- SELECTED EXCERPT -
== Segment start ==
Sponsor/Advertisement Voice
Yeah.
David Sedaris
And it takes place in this little farming community, and the sound of Hugh in the kitchen listening to the Archers makes me feel lucky whenever I hear it, because there's no cursing on the Archers. Nobody ever. There aren't murders on the Archers. It's all pretty gentle stuff, right? Like, somebody will decide not to get their dog spayed, you know? And that's like, oh, my goodness. You know, it's a big scandal, and it's right up. And it's right up Hugh's alley, you know? Like, Hugh doesn't want to, like, watch a movie that's violent. I do. To me, a gun makes a movie, Right. Throw a gun in there. Let's liven things up. But it's very suited to his nature, and it just Makes me feel lucky that that's a good time for him is sitting, you know, standing in the kitchen, and he'll happily spend three hours making dinner. He doesn't care, you know? And so he's in there, and if we're in England, we have a fireplace in the kitchen and he's got a fire going in there. And it just feels really. It's just exactly my idea of a home, you know? Yeah. We eat dinner with candles on the table and we eat at the table. Like, we've never. The only time we're allowed to eat in front of the TV is when the Academy Awards are on. And we've never eaten over the sink, and we've never. I don't know. It's always an event. It always feels like an event. He's not a snob cook. Like, he doesn't put foam on things or. He's the best cook. Most people I know know.
Rachel Martin
Wow. Lucky you.
David Sedaris
Yeah, no, I'm very lucky that way. And him listening to the Archers means that he's making dinner. And again, means that I'm lucky, means that I have a home that he keeps. I don't mean that he's a homemaker, but he is. You know, he's. He, like, at Christmas, you know, we always have big stacks of gifts. He makes cookies every year. You know, he decorates a tree. He Thanksgiving. It's all of those things. He does them and he puts his back into it and he. I know. It's so easy for people. And they say, well, no, you get a Christmas tree, then you gotta take it down.
Rachel Martin
Oh, my God.
David Sedaris
No, it is not easy as a
Rachel Martin
person who does that. In my family, it's not.
David Sedaris
No.
Rachel Martin
It takes a lot of effort to make.
David Sedaris
He puts a lot of effort into us having a home or seven homes, you know.
Rachel Martin
Okay, last one in this round. 1, 2 or 3?
David Sedaris
2, 2.
Rachel Martin
When do you feel most like an outsider?
== Segment end ==
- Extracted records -
== Segment start ==
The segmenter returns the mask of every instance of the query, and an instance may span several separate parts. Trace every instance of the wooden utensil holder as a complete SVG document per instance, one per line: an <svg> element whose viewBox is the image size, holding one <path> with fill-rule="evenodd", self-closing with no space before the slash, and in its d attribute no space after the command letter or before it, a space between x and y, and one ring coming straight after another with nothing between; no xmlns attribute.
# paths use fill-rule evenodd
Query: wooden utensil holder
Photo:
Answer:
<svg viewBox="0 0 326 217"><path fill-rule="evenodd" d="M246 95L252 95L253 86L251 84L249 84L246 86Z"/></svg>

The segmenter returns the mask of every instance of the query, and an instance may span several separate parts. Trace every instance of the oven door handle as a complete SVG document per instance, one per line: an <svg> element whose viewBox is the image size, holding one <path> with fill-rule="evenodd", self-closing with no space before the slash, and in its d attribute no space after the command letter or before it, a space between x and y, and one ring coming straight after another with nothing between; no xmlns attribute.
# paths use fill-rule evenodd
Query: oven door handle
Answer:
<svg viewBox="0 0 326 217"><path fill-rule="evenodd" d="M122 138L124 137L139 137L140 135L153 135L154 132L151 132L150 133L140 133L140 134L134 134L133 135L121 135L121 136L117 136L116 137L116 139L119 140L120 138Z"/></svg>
== Segment end ==
- WORK ORDER -
Pick up the interview transcript with David Sedaris right after its last line and keep it going.

- THE ANSWER -
David Sedaris
When do I feel most like an outsider? I feel most like an outsider in. Well, in England, you know, where we live half the year.
Rachel Martin
Right.
David Sedaris
Because I am an outsider, but I grew up in North Carolina, but my family moved from western New York State when I was in second grade. And so back then, all the newscasters had accents and everyone on the radio had an accent. And if you didn't have an accent, you were a Yankee, Right? That's what you're called, a Yankee. And you know, when you win the war, you don't ever. You don't think about it again. You know, it's only when you lose that. You dwell on it. So we moved to a place where people were still sore about the Civil War. You know, you could get beaten up and called a Yankee. So I grew up in that environment, so it felt normal to me. So when I moved, you know, we moved to France, and then we moved to England, and then in France, everyone just thought you were on vacation. I remember went to the hardware store and the guy said, are you on vacation? And I was like, I've been coming here for four years. That would be a really long vacation. And in England, it's not that you're on vacation so much. And so you're really. But you're an.
Rachel Martin
It's not a language barrier.
David Sedaris
No, but there's a thought barrier. The thinking in the uk, the way they think is so fundamentally different from the way that we think.
Rachel Martin
Say more.
David Sedaris
I really think that there are. It's a culture of envy that we didn't. I'm seeing here post pandemic, but I didn't really notice it before the pandemic. I didn't notice how. I mean, I've said this a trillion times and I heard someone else say it, and I don't remember who, but in America, if your next door neighbor has a Rolls Royce, you want one too. And in England, if your next door neighbor has a Rolls Royce, you want them to die in a fiery accident.
Rachel Martin
That seems harsh.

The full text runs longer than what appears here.